EXCERPT PROVIDED:
_ _ _

- Conference: Pacific Coast Conference
- Record: 6–2–1 (2–2 PCC)
- Head coach: Andy Smith (4th season);
- Offensive scheme: Short-punt
- Captain: Fred T. Brooks
- Home stadium: California Field

= 1919 California Golden Bears football team =

American college football season

The 1919 California Golden Bears football team was an American football team that represented the University of California, Berkeley in the Pacific Coast Conference (PCC) during the 1919 college football season. In their fourth year under head coach Andy Smith, the team compiled a 6–2–1 record (2–2 against PCC opponents), finished in a tie for third place in the PCC, and outscored its opponents by a combined total of 147 to 64.

_ _ _

RECORDED INFORMATION:

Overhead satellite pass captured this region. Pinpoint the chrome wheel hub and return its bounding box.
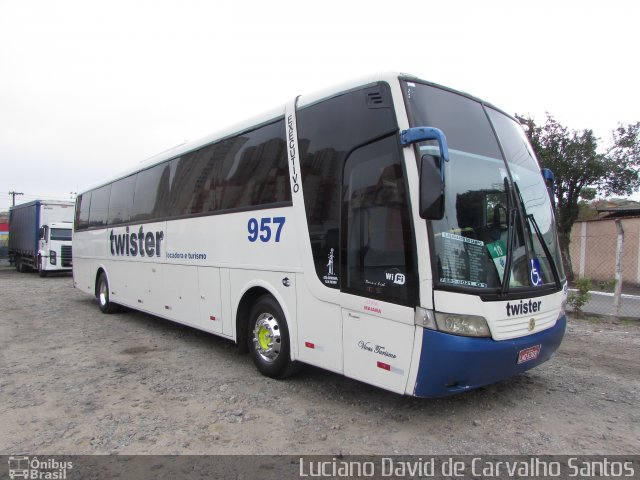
[253,313,282,363]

_ _ _

GOALS:
[a] Answer the following from the text on the 1919 California Golden Bears football team, one answer per line.
(i) Who was the team's captain?
(ii) At which stadium did the team play its home games?
(iii) By what combined score did the team outscore its opponents?
[b] Transcribe the passage of the text on the 1919 California Golden Bears football team, starting with "The 1919 California" and going on through "of 147 to 64.".

SOLUTION SET:
[a]
(i) Fred T. Brooks
(ii) California Field
(iii) 147 to 64

[b]
The 1919 California Golden Bears football team was an American football team that represented the University of California, Berkeley in the Pacific Coast Conference (PCC) during the 1919 college football season. In their fourth year under head coach Andy Smith, the team compiled a 6–2–1 record (2–2 against PCC opponents), finished in a tie for third place in the PCC, and outscored its opponents by a combined total of 147 to 64.